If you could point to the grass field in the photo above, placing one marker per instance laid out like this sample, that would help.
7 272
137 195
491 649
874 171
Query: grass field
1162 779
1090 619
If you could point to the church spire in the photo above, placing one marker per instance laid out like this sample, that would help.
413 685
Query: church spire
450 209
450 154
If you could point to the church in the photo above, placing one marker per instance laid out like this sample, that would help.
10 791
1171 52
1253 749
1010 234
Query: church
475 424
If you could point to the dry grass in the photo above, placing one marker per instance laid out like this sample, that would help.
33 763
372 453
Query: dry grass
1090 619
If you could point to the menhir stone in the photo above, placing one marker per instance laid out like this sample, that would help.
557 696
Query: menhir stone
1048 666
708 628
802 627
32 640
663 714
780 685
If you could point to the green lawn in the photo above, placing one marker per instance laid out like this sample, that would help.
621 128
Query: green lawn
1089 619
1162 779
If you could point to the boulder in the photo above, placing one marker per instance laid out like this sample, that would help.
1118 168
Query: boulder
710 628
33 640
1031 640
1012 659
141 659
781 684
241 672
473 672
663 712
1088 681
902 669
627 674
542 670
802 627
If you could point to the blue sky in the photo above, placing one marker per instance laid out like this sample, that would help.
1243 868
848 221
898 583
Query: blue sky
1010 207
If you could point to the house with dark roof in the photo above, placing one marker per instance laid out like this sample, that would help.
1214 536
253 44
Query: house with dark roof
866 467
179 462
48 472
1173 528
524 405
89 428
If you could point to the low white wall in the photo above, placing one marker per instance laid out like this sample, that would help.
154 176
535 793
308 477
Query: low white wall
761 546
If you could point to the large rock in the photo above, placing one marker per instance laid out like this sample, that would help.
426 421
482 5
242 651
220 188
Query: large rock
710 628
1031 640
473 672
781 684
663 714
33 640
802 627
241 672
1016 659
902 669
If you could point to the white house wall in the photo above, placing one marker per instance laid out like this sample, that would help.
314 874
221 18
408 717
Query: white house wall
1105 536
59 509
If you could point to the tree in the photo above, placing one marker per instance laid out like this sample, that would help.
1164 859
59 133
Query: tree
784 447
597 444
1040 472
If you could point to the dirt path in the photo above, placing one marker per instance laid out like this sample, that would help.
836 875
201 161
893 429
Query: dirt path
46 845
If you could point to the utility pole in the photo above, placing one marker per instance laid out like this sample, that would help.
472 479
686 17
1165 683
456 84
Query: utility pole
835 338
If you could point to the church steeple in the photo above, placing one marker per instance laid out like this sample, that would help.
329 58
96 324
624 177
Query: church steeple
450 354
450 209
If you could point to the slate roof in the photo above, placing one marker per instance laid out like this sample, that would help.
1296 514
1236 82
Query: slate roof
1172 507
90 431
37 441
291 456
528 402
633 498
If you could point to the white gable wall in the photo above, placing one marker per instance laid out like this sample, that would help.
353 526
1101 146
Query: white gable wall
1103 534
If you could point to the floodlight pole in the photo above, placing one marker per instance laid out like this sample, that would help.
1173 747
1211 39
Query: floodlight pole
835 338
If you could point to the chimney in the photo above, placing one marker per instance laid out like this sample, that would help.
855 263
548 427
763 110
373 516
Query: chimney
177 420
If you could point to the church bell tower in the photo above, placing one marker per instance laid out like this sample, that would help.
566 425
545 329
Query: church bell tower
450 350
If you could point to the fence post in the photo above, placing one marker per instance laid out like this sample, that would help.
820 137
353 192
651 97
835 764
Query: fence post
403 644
───
What the exercise asks: Retype exactly, please, each line from the line that contains "If you could point to the slate" through the last line of the entries above, with nothing added.

Response below:
If you could point to the slate roof in the photo above, placing one marker per instance laid out like this sample, that would help.
1296 514
1236 82
Query: slate roof
1172 507
90 431
37 441
291 456
528 402
633 498
If you could point to the white gable wall in the photo above, placing one marker per instance laid out like this sample, that would help.
353 526
1101 146
Query: white gable wall
1103 534
If you could point to the floodlight pole in the photo above, placing one marker per instance laid out like this sample, that would help.
1173 747
1211 39
Query: floodlight pole
835 338
If you could point to the chimney in the photo above, placing one marker per instance laid out like this sample, that would help.
855 263
548 427
763 110
373 516
Query: chimney
177 420
If you could point to the church bell tower in the photo above, placing one marker per instance laid out like this sample, that would help.
566 425
545 329
Query: church bell tower
450 350
If you could point to the fence post in the photo above, placing one marker per instance laid out like this sample, that would help.
820 137
353 192
651 97
835 764
Query: fence post
403 644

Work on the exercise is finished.